Aim of the exercise -
Copy the records below word for word, from the line with "Where is the water splash" through the line with "728,19 -> 850,234", including both of those lines.

§ §

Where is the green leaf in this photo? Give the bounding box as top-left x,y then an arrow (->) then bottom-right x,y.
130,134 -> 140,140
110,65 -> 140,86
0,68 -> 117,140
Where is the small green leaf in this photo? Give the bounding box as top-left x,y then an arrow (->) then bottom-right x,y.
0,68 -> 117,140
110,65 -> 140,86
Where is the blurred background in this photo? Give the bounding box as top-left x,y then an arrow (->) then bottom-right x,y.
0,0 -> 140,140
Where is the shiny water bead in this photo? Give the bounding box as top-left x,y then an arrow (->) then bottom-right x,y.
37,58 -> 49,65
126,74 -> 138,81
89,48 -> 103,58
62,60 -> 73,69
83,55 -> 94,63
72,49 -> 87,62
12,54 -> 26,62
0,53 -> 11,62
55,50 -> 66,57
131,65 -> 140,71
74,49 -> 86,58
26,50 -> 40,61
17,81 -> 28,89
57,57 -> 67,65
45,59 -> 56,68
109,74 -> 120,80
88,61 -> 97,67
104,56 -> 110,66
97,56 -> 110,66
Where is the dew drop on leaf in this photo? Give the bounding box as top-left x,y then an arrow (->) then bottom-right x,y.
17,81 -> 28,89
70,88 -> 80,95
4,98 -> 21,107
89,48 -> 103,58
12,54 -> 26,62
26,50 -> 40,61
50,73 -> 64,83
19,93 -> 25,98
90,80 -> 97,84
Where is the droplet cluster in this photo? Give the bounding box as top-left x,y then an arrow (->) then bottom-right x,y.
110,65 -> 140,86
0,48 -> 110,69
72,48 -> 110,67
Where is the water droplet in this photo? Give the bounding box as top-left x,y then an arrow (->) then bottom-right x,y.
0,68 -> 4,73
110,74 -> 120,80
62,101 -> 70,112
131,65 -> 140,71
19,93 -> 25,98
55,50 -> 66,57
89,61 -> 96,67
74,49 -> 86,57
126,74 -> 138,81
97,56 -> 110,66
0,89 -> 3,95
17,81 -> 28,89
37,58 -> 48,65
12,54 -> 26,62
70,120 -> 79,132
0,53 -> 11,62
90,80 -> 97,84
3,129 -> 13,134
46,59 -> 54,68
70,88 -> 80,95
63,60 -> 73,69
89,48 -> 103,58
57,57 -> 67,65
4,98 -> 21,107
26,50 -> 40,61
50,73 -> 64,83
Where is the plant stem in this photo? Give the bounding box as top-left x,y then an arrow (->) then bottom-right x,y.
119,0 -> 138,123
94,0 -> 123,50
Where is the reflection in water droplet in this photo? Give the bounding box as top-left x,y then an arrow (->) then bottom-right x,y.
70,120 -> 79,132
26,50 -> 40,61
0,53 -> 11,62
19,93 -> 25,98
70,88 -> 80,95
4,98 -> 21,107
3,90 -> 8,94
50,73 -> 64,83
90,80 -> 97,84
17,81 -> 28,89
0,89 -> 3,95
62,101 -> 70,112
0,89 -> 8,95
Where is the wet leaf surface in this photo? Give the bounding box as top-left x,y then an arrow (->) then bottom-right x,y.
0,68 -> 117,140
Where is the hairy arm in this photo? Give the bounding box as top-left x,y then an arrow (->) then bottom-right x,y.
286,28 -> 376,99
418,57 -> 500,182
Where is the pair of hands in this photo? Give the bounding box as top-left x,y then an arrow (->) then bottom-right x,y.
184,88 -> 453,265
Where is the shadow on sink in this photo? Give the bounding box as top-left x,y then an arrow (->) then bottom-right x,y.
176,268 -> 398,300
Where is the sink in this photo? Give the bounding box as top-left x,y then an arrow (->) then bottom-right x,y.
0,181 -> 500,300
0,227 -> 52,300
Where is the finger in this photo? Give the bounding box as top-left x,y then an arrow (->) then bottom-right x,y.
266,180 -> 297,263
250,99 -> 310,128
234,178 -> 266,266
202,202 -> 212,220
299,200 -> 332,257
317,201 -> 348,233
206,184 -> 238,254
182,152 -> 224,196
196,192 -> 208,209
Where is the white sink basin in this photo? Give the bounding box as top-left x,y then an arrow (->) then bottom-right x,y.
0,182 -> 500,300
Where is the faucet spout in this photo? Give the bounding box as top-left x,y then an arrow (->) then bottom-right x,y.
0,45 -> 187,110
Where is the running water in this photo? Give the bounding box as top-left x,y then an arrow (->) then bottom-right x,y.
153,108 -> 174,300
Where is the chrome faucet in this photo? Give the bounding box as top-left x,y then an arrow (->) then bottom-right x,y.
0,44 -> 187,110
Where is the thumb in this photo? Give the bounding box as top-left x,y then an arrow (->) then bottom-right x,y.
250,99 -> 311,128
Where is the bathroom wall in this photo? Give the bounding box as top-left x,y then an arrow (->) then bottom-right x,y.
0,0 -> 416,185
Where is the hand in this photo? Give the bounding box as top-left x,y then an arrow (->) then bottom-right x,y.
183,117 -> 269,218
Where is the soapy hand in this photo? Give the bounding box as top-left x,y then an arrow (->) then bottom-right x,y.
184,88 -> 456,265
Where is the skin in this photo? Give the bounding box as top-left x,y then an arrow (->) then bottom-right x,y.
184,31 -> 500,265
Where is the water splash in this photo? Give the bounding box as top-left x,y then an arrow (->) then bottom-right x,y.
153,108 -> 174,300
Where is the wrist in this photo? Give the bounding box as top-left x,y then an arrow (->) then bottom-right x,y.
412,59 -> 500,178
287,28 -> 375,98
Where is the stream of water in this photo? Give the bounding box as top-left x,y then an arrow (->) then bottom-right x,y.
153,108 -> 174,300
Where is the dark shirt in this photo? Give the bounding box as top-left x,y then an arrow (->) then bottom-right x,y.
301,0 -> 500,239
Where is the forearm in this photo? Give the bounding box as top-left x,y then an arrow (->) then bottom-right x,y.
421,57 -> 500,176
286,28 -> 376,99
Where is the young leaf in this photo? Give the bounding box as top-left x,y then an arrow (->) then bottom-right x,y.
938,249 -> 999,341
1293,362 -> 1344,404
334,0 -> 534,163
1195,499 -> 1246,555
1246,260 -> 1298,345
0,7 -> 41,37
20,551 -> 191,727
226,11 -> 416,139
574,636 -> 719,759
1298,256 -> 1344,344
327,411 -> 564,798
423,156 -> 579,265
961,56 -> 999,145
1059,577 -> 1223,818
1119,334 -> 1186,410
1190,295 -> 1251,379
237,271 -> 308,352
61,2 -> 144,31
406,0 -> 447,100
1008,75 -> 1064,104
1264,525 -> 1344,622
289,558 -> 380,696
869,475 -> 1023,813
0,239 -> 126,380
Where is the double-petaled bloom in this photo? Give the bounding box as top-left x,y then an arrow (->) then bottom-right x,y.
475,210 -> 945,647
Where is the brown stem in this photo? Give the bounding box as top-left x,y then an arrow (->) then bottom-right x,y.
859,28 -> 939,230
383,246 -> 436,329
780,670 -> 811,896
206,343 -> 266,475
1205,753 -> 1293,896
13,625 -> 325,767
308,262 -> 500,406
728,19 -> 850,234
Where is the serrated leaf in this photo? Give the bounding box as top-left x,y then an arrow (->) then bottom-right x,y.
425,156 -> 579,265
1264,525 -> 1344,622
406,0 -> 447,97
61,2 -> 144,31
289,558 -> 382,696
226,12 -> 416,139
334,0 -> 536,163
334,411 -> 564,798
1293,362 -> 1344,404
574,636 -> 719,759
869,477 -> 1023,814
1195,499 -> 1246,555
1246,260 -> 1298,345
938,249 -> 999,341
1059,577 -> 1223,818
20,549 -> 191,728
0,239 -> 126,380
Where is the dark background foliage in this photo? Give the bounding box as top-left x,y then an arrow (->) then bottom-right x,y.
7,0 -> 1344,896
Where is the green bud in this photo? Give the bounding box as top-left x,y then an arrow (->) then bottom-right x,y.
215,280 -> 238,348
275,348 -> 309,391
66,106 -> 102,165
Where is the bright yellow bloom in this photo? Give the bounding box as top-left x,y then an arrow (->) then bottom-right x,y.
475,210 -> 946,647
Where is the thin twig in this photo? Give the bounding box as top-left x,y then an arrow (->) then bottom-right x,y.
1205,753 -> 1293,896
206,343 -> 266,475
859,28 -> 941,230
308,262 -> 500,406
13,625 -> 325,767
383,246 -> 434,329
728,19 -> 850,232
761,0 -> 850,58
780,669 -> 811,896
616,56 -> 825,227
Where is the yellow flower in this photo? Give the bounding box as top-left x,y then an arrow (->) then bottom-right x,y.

§ §

Answer to this problem -
Where is the water splash in this photo? Give the bounding box as top-left x,y then an arrow (->) then bottom-right x,y.
153,108 -> 174,300
Where is the wrist in this photo? Give the bounding box as top-left x,y then an arrow (->) then bottom-right x,y.
412,59 -> 500,178
287,28 -> 375,98
Where is the stream of water in this photo? Give the bounding box as top-left x,y then an arrow (->) then bottom-right x,y.
153,108 -> 174,300
Where is the dark shirt in this photo? Give the bounding box as top-left x,y then an arrow (->) then bottom-right x,y.
301,0 -> 500,239
Where is the forearm in this photo? Give the bounding box as top-left x,y then an arrow (->) then bottom-right x,y.
421,57 -> 500,176
286,28 -> 376,99
Where is the young leaf in this photo? Give the bounding box as top-left x,y then an arrow (->) then bottom-right x,y.
938,249 -> 999,341
1293,362 -> 1344,404
334,0 -> 534,163
1195,499 -> 1246,555
1246,260 -> 1298,345
0,7 -> 41,37
20,551 -> 191,727
226,11 -> 416,139
574,636 -> 719,759
1298,256 -> 1344,344
327,411 -> 564,798
423,156 -> 579,265
961,56 -> 999,145
1059,577 -> 1223,818
1119,334 -> 1186,410
1190,295 -> 1251,379
237,271 -> 308,352
61,2 -> 144,31
406,0 -> 447,100
1008,75 -> 1064,104
1264,525 -> 1344,622
289,558 -> 380,696
869,475 -> 1023,813
0,239 -> 126,380
Where is the double-petaled bloom in this photo? Give the bounding box as top-left x,y then an arrow (->) then bottom-right x,y.
475,210 -> 945,647
Where is the brown stem in this photo? Give the bounding box as top-left x,y then an arrow (->) then bottom-right x,y.
859,28 -> 939,230
383,246 -> 436,329
780,670 -> 811,896
206,343 -> 266,475
1205,753 -> 1293,896
13,625 -> 325,767
308,262 -> 500,406
728,19 -> 850,234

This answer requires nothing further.